## START INFORMATION SUPPLIED

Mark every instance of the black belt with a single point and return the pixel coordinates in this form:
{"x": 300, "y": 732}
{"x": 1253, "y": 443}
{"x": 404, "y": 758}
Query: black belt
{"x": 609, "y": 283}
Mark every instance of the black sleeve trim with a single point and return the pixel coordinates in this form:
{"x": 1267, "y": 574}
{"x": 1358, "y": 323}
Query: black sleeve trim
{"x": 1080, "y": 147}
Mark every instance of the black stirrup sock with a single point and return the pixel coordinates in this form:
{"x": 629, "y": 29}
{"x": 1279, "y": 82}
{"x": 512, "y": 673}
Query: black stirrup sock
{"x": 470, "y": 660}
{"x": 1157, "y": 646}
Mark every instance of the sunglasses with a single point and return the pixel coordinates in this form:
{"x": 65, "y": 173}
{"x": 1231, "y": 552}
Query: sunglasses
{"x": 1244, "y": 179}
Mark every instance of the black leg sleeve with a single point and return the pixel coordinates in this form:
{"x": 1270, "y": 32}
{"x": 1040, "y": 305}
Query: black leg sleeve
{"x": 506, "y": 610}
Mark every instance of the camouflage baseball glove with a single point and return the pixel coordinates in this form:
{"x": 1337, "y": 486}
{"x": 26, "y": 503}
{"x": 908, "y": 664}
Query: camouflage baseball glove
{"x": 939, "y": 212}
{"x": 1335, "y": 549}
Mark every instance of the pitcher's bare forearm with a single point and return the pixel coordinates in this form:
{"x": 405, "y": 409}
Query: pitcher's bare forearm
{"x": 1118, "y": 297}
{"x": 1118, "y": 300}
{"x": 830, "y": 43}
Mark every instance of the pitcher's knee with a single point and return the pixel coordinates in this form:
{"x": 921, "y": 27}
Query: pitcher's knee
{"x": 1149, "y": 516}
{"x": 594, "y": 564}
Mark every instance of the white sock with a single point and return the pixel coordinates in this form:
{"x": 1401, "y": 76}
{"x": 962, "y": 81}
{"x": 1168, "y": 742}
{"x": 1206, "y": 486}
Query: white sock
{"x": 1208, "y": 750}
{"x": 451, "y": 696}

## END INFORMATION SUPPLIED

Copy out, word for word, the part of the data that opens with the line containing "Mark every instance of the pitcher's bare" and continues through the end of the data, including both ends.

## RESPONSE FOR THIS EXERCISE
Mark every instance of the pitcher's bare forearm with a single point and return the pixel coordinates in this form:
{"x": 405, "y": 409}
Query: pitcher's bare forearm
{"x": 1118, "y": 297}
{"x": 1118, "y": 300}
{"x": 830, "y": 43}
Mark every instance of the pitcher's knee with a single point and return the pixel coordinates in this form:
{"x": 921, "y": 27}
Query: pitcher's knee
{"x": 1149, "y": 516}
{"x": 594, "y": 564}
Mark every instance of the white sock with a single point and return the pixel coordinates in this form:
{"x": 1401, "y": 76}
{"x": 962, "y": 81}
{"x": 1168, "y": 742}
{"x": 1206, "y": 486}
Query: white sock
{"x": 1208, "y": 750}
{"x": 451, "y": 696}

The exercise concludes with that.